▸ Task item
Which lines of the data contain the string "glare"? Copy every one of them.

▸ Records supplied
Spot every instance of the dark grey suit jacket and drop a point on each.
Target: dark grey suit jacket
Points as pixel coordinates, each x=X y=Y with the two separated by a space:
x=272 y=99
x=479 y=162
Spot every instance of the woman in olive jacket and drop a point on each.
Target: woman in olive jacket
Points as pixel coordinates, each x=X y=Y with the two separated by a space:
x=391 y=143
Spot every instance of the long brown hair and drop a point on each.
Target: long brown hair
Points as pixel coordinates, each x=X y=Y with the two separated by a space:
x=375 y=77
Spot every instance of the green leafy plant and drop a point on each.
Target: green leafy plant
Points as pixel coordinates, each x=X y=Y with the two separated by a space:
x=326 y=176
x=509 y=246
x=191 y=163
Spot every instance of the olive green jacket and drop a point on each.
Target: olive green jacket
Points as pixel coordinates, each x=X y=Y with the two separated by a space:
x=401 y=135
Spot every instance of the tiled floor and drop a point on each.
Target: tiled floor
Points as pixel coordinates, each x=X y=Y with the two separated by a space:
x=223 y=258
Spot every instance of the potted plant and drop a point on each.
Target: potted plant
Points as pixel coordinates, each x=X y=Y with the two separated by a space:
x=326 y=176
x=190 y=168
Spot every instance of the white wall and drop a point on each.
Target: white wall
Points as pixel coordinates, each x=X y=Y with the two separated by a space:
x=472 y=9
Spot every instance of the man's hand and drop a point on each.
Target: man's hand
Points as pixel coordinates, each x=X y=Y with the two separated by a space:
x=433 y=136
--
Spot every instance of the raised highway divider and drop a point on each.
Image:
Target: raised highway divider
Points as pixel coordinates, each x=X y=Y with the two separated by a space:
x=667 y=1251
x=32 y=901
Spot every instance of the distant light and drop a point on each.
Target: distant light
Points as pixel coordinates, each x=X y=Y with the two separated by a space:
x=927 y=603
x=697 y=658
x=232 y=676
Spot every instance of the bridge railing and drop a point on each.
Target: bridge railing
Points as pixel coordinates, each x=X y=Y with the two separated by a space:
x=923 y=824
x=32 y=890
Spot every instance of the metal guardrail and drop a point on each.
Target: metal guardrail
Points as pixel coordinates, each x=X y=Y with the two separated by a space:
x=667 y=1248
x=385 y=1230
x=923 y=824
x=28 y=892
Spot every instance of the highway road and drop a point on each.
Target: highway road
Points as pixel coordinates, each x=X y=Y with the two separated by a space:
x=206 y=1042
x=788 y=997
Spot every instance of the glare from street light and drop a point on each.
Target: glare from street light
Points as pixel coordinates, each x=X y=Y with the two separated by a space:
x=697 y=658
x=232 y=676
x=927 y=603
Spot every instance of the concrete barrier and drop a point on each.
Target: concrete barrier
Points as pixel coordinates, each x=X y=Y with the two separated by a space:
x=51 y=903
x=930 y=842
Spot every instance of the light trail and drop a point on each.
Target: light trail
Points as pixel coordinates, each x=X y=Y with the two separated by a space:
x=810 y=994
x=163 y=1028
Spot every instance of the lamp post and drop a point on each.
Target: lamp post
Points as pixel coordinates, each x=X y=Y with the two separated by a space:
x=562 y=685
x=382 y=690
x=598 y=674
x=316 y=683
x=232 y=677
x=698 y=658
* * *
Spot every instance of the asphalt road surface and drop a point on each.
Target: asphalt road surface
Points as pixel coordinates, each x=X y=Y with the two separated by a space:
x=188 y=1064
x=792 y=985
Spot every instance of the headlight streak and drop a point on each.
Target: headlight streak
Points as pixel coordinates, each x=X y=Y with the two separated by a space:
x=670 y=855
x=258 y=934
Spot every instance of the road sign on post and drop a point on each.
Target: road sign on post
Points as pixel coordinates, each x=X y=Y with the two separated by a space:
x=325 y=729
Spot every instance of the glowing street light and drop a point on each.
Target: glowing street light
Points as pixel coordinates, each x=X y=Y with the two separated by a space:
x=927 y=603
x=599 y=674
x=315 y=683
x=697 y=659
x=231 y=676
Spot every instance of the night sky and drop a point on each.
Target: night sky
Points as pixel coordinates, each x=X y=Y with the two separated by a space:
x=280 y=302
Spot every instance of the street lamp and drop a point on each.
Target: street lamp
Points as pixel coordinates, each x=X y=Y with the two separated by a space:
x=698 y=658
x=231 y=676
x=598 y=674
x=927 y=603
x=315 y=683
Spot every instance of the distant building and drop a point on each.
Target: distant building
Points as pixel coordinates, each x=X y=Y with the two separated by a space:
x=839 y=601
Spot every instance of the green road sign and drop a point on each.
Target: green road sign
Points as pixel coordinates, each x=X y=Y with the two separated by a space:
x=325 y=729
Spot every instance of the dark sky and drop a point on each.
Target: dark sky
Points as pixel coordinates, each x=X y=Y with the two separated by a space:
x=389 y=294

▸ Solution to the problem
Spot every instance of the glare from street light and drop a point on each.
Target: glare from street light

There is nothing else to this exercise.